Bai Jingting (, born October 15, 1993) is a Chinese actor. He made his acting debut in the web series Back in Time (2014). He has since earned recognition for his roles in the television series The Whirlwind Girl (2016) and Rush to the Dead Summer (2017), the web series Reset (2022), and the film Yesterday Once More (2016).

Early life and education
Bai Jingting was born in Huairou district, Beijing, China of Manchu descent. While dedicated to music, he was also a field athlete in the shot put, long jump and high jump, as well as an avid basketballer in middle school, but barely got into high school due to poor grades. He studied at Capital Normal University's Music College, majoring in recording. Bai plays the piano, and achieved a grade of ten in the non-professional players' level assessment. He plays the guitar as well, as a hobby. During the academic year, he began his acting career in 2014.

12 November, 2022, Chinese paparazzi exposed Bai Jingting's romance with Song Yi. It is reported that Bai Jingting and Song Yi have already met Bai Jingting's parents.

§ Point labeling samples:
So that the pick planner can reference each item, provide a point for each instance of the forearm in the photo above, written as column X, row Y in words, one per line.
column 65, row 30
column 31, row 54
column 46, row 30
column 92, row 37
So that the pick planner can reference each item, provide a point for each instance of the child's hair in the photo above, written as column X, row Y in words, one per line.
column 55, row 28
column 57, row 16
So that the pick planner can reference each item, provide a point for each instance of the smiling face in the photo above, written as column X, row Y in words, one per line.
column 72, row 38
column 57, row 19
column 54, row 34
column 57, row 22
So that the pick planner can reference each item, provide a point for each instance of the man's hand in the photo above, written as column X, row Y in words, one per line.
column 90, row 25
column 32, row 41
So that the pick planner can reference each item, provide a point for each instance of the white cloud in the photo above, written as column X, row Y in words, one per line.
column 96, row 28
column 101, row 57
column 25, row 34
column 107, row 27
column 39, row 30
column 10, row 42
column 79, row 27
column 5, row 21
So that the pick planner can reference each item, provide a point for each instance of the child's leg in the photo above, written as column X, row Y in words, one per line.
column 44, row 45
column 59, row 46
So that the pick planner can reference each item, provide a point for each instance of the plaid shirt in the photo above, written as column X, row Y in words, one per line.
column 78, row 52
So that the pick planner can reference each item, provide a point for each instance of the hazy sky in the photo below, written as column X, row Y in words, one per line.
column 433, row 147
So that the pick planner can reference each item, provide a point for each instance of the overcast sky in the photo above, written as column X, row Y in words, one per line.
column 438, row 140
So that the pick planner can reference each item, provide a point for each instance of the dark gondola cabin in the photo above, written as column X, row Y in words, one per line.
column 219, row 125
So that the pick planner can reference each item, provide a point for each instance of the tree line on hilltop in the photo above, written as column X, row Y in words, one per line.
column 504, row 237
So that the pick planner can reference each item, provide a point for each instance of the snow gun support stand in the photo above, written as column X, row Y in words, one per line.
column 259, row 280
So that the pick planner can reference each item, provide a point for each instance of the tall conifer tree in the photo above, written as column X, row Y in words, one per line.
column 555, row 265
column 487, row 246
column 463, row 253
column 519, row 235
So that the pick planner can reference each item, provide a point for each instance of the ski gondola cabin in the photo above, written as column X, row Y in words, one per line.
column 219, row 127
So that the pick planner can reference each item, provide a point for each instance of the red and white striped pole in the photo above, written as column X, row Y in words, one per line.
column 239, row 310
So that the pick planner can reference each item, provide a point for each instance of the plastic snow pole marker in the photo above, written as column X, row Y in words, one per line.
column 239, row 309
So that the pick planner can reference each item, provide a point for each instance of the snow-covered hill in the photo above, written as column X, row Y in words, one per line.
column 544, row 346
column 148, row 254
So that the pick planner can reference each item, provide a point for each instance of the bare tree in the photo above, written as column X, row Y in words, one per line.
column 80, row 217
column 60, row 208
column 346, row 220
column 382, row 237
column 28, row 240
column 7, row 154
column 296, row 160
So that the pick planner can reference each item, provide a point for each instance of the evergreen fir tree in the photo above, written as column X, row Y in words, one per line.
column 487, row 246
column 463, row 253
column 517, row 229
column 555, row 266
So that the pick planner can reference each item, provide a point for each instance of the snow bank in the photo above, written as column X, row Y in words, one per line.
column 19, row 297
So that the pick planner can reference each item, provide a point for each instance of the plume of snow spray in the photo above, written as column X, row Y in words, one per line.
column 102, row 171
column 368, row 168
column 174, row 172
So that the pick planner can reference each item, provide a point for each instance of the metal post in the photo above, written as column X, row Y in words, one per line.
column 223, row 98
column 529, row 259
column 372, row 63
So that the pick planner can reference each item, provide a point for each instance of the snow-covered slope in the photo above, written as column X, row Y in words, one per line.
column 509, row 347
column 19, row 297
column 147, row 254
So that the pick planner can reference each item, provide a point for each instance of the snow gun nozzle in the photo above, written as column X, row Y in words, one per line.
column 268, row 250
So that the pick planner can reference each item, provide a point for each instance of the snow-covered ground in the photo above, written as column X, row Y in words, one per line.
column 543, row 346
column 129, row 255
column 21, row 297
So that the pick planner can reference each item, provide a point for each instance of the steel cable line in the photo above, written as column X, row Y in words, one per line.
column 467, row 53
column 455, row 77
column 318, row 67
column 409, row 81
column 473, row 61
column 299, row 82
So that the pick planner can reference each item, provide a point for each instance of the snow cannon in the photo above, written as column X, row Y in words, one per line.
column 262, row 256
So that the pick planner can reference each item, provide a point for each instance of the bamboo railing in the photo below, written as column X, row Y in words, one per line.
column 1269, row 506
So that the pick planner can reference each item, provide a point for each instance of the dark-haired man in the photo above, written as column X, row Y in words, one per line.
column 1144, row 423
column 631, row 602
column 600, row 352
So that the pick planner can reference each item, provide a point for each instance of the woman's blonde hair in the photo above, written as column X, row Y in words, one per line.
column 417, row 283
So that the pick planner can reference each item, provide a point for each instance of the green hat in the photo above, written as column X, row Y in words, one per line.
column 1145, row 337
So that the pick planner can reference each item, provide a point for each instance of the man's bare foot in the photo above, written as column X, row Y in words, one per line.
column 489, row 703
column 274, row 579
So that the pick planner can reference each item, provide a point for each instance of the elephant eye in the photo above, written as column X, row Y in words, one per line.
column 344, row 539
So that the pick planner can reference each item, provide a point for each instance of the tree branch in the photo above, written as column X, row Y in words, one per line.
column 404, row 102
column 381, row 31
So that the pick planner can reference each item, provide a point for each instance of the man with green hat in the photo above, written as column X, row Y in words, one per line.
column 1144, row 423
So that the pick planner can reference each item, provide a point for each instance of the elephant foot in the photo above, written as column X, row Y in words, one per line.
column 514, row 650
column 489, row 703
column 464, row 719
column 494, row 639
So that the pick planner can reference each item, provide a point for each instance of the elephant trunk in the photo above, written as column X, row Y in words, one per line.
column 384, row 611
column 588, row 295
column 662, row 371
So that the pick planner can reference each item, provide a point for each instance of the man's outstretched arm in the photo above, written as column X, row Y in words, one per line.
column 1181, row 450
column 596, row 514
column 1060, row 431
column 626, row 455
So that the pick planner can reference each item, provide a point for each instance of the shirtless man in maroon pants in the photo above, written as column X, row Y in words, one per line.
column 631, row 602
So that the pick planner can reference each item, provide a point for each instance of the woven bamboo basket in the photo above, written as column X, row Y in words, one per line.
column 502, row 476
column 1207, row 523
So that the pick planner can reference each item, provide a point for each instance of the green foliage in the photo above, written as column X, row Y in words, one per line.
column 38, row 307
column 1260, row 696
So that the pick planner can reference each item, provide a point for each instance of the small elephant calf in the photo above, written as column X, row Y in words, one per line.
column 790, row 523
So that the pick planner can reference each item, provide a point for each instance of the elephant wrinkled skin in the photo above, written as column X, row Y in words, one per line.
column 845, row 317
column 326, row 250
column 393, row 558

§ Challenges:
a. According to the Bai Jingting biography, what did he major in at Capital Normal University's Music College?
b. Print the listing starting from its first line and stopping after the line that contains "column 59, row 46".
The listing is unrelated to the Bai Jingting biography.

§ Replies:
a. Recording.

b.
So that the pick planner can reference each item, provide a point for each instance of the forearm in the photo above, written as column X, row Y in words, one per line.
column 65, row 30
column 31, row 54
column 46, row 30
column 92, row 37
So that the pick planner can reference each item, provide a point for each instance of the child's hair in the photo above, written as column X, row Y in words, one per line.
column 55, row 28
column 57, row 16
So that the pick planner can reference each item, provide a point for each instance of the smiling face in the photo above, written as column X, row Y in words, one per line.
column 72, row 38
column 57, row 19
column 54, row 34
column 57, row 22
So that the pick planner can reference each item, provide a point for each instance of the man's hand in the photo above, written as column X, row Y in words, one per line.
column 90, row 25
column 32, row 41
So that the pick planner can reference each item, provide a point for each instance of the white cloud in the photo above, written as column X, row Y in words, one per line.
column 96, row 28
column 101, row 57
column 25, row 34
column 107, row 27
column 39, row 30
column 10, row 42
column 79, row 27
column 5, row 21
So that the pick planner can reference each item, provide a point for each instance of the child's leg in the photo above, written as column X, row Y in words, one per line.
column 44, row 45
column 59, row 46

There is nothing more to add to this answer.